## BEGIN GIVEN PASSAGE

# Which photo scanner to get, to archive old photos?



## LoneReaction (Jan 8, 2012)

Hello and thank you for taking the time to read this.

I have dug up a huge load of photos that belongs to my mother, taken in the 70s and 80s. I also found photos of my childhood in the early 90s.
The total count at the moment is 27 'rolls' of 35mm negatives, and about 5000 prints, mostly in 4"x6".

I have spent a day reading online about photo scanners, but most of the time people talk about scanning negatives, and not prints. So far I've seen that the Epson v600 and Epson v700 have great reviews. (They cost about 300+USD and 700USD where I live, a bit more expensive than in the US.)

Would the V600 be sufficient for my needs? Or would the v700 be significantly better to justify the added costs? I am open to other brands and models too.


----------



## unpopular (Jan 8, 2012)

I'd have the negatives scanned at places like Wal-Greens or whatever one-hour photomat you have.

## END GIVEN PASSAGE
## BEGIN DATA TO PROCESS

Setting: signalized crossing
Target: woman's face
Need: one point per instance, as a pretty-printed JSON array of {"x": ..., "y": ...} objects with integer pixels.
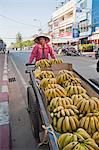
[{"x": 42, "y": 41}]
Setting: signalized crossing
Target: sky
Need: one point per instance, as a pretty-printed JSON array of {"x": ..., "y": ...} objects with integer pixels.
[{"x": 23, "y": 12}]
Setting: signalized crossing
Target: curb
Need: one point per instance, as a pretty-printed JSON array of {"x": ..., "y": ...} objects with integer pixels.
[{"x": 4, "y": 110}]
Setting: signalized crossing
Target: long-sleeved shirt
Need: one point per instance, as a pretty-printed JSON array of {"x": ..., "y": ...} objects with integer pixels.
[{"x": 37, "y": 52}]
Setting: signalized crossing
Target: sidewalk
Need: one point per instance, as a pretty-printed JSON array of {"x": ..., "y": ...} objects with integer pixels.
[{"x": 4, "y": 113}]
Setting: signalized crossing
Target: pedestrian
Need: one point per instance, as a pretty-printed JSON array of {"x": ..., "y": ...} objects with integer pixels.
[{"x": 41, "y": 50}]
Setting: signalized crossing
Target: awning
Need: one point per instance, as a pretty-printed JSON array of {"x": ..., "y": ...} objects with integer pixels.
[
  {"x": 94, "y": 37},
  {"x": 64, "y": 40}
]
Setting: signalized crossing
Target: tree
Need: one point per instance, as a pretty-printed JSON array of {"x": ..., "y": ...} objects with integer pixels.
[{"x": 18, "y": 38}]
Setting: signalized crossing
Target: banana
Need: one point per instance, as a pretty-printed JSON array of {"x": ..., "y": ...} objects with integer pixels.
[
  {"x": 83, "y": 133},
  {"x": 82, "y": 122},
  {"x": 79, "y": 104},
  {"x": 92, "y": 143},
  {"x": 79, "y": 88},
  {"x": 64, "y": 126},
  {"x": 59, "y": 124},
  {"x": 76, "y": 120},
  {"x": 96, "y": 135},
  {"x": 92, "y": 123},
  {"x": 72, "y": 123},
  {"x": 67, "y": 112},
  {"x": 89, "y": 147},
  {"x": 87, "y": 121},
  {"x": 63, "y": 112},
  {"x": 59, "y": 114},
  {"x": 77, "y": 147},
  {"x": 84, "y": 95},
  {"x": 71, "y": 90},
  {"x": 70, "y": 146},
  {"x": 52, "y": 115},
  {"x": 71, "y": 112},
  {"x": 68, "y": 127},
  {"x": 61, "y": 140},
  {"x": 96, "y": 121},
  {"x": 80, "y": 137},
  {"x": 75, "y": 138},
  {"x": 75, "y": 90},
  {"x": 86, "y": 107},
  {"x": 68, "y": 139},
  {"x": 92, "y": 104},
  {"x": 82, "y": 105},
  {"x": 54, "y": 121}
]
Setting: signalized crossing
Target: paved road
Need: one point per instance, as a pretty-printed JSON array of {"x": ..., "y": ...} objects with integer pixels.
[{"x": 84, "y": 65}]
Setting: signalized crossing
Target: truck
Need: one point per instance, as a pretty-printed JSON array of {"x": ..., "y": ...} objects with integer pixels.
[{"x": 2, "y": 46}]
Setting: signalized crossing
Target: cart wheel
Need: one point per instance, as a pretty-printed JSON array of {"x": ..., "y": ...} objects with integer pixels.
[{"x": 33, "y": 111}]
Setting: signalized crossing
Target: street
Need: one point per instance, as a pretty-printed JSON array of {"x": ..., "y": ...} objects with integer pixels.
[{"x": 21, "y": 133}]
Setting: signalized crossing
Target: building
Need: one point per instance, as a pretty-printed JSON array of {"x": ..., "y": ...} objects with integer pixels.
[
  {"x": 95, "y": 22},
  {"x": 60, "y": 26},
  {"x": 82, "y": 13},
  {"x": 88, "y": 20}
]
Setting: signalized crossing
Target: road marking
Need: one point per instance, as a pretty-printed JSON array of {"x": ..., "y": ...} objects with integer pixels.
[
  {"x": 5, "y": 88},
  {"x": 22, "y": 79},
  {"x": 5, "y": 78},
  {"x": 4, "y": 113}
]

## END DATA TO PROCESS

ACTIONS TO TAKE –
• A. Return the stretch of the forum thread from "Hello and thank" through "in the US.)", copied verbatim.
• B. List each line of the listing that contains the string "road", matching case.
The forum thread and the listing come from unrelated sources.

SOLUTIONS TO THE TASKS –
• A.
Hello and thank you for taking the time to read this.

I have dug up a huge load of photos that belongs to my mother, taken in the 70s and 80s. I also found photos of my childhood in the early 90s.
The total count at the moment is 27 'rolls' of 35mm negatives, and about 5000 prints, mostly in 4"x6".

I have spent a day reading online about photo scanners, but most of the time people talk about scanning negatives, and not prints. So far I've seen that the Epson v600 and Epson v700 have great reviews. (They cost about 300+USD and 700USD where I live, a bit more expensive than in the US.)

• B.
Target: paved road
Target: road marking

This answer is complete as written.